>> Start EXTRACTED DATA
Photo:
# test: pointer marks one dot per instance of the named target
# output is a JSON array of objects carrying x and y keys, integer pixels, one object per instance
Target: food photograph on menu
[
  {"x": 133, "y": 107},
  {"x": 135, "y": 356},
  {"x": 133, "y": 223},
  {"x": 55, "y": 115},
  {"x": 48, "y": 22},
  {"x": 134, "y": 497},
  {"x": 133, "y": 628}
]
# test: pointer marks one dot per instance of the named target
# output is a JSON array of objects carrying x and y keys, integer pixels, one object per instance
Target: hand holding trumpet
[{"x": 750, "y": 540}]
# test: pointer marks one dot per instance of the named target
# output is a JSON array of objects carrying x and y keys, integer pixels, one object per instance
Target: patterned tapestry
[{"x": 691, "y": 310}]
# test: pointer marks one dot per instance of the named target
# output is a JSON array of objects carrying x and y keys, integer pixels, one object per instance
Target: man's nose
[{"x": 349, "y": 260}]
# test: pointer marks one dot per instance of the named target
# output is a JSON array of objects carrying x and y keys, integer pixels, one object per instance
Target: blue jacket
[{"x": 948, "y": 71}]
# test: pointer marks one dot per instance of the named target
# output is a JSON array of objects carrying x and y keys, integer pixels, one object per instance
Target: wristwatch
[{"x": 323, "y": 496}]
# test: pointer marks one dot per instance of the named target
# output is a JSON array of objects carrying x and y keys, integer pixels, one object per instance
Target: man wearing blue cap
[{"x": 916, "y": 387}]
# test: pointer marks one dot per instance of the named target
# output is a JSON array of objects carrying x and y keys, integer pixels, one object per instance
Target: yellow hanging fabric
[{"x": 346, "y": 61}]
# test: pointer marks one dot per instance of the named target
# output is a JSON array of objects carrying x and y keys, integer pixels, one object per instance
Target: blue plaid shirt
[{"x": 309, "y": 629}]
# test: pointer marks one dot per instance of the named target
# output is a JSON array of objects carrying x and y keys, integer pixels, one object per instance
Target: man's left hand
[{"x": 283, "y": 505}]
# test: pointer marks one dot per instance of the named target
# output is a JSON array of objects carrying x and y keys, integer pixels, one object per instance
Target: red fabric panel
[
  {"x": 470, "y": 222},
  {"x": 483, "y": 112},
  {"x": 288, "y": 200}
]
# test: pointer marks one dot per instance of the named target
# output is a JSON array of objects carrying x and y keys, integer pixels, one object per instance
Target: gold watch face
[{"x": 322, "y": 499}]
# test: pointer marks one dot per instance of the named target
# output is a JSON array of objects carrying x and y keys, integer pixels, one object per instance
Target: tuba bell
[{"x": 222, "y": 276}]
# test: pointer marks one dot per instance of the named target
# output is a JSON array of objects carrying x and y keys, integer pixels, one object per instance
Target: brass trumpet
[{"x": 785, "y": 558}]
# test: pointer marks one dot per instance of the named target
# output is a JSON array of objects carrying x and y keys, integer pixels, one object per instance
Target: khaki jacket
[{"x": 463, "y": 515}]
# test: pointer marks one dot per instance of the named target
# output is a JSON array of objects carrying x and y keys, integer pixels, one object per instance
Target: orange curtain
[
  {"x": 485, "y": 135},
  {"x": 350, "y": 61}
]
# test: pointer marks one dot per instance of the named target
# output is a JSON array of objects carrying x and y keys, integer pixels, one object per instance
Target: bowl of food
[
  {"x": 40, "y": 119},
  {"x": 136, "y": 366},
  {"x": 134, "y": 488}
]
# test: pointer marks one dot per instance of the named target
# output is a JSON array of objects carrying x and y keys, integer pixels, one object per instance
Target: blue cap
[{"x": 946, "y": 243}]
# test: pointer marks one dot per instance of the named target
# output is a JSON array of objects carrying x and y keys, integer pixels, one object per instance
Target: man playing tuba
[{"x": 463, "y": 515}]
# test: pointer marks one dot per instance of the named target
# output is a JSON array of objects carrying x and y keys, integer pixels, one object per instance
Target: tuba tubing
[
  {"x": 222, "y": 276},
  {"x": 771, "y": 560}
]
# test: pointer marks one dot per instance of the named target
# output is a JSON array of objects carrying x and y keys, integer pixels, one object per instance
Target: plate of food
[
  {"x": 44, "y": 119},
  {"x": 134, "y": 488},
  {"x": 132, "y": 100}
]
>> End EXTRACTED DATA
- TASK DESCRIPTION:
Repeat the lines above exactly.

- EXERCISE ANSWER:
Photo:
# test: pointer marks one dot per instance of the named target
# output is a JSON array of objects carrying x and y keys, integer pixels, one object per instance
Target: food photograph on menu
[
  {"x": 133, "y": 107},
  {"x": 135, "y": 356},
  {"x": 133, "y": 223},
  {"x": 55, "y": 115},
  {"x": 48, "y": 22},
  {"x": 134, "y": 497},
  {"x": 133, "y": 628}
]
# test: pointer marks one dot per instance of the named target
# output is a JSON array of objects carrying x and y keys, integer pixels, one object per instance
Target: hand holding trumpet
[{"x": 750, "y": 540}]
# test: pointer marks one dot per instance of the named target
# output is a JSON array of objects carrying x and y keys, integer pixels, one object per instance
Target: patterned tapestry
[{"x": 691, "y": 310}]
# test: pointer marks one dot per instance of the named target
# output is a JSON array of objects carrying x and y keys, integer pixels, one object per instance
Target: man's nose
[{"x": 349, "y": 260}]
# test: pointer marks one dot per instance of the named target
# output is a JSON array of objects carrying x and y keys, integer pixels, one object per instance
Target: blue jacket
[{"x": 948, "y": 71}]
# test: pointer marks one dot per instance of the named target
# output is a JSON array of objects carrying x and y keys, integer pixels, one object per instance
Target: wristwatch
[{"x": 323, "y": 496}]
# test: pointer marks one dot per instance of the named target
# output is a JSON array of objects carrying x and y keys, integer pixels, one object per instance
Target: man wearing blue cap
[{"x": 916, "y": 387}]
# test: pointer marks one dot per instance of the named target
# output is a JSON array of objects carrying x and y keys, integer pixels, one object per instance
Target: yellow hanging fabric
[{"x": 346, "y": 61}]
# test: pointer marks one dot per instance of the named target
# output is a JSON array of objects carrying x and y keys, integer pixels, one object per instance
Target: blue plaid shirt
[{"x": 309, "y": 629}]
# test: pointer marks one dot per instance of the named target
# output is a JSON array of objects carrying x and y keys, integer pixels, one object per instance
Target: man's left hand
[{"x": 283, "y": 505}]
# test: pointer marks one dot per instance of the named target
# output is a JSON array of objects carrying x and y keys, integer pixels, one object per instance
Target: red fabric panel
[
  {"x": 470, "y": 222},
  {"x": 483, "y": 112},
  {"x": 288, "y": 200}
]
# test: pointer marks one dot per instance of the named target
# output is a JSON array of objects carrying x and y keys, integer pixels, one object per instance
Target: gold watch face
[{"x": 322, "y": 499}]
# test: pointer marks one dot per instance of the named target
# output is a JSON array of objects carrying x and y keys, integer pixels, one object per instance
Target: tuba bell
[{"x": 222, "y": 276}]
# test: pointer marks one dot per instance of the named target
# output is a JSON array of objects carrying x and y keys, integer pixels, one object per instance
Target: brass trumpet
[{"x": 785, "y": 558}]
# test: pointer marks one dot per instance of the named target
# output is a JSON array of objects carrying x and y keys, integer pixels, one object per instance
Target: khaki jacket
[{"x": 463, "y": 515}]
# test: pointer marks one dot per instance of the named target
# output is a JSON array of objects carrying x and y keys, integer pixels, one object per instance
Target: orange curtain
[
  {"x": 485, "y": 135},
  {"x": 350, "y": 61}
]
# test: pointer marks one dot per instance of the named target
# output is a JSON array of objects carrying x and y keys, integer pixels, one object per instance
Target: bowl of food
[
  {"x": 40, "y": 119},
  {"x": 136, "y": 366},
  {"x": 134, "y": 488}
]
# test: pointer marks one dot per instance of the named target
# output is a JSON array of objects carrying x and y keys, integer pixels, one object per instance
Target: blue cap
[{"x": 946, "y": 243}]
# test: pointer marks one dot per instance of the named target
# output is a JSON array of objects carrying x and y keys, integer pixels, one object per instance
Target: man playing tuba
[{"x": 463, "y": 515}]
# test: pointer marks one dot per instance of the named target
# output is a JSON array of objects carrying x and y keys, integer pixels, one object per instance
Target: tuba tubing
[
  {"x": 222, "y": 276},
  {"x": 771, "y": 560}
]
# test: pointer marks one dot per instance of the named target
# output is a JSON array of objects carrying x and y keys, integer pixels, one object per instance
Target: plate of food
[
  {"x": 44, "y": 119},
  {"x": 134, "y": 488},
  {"x": 132, "y": 100}
]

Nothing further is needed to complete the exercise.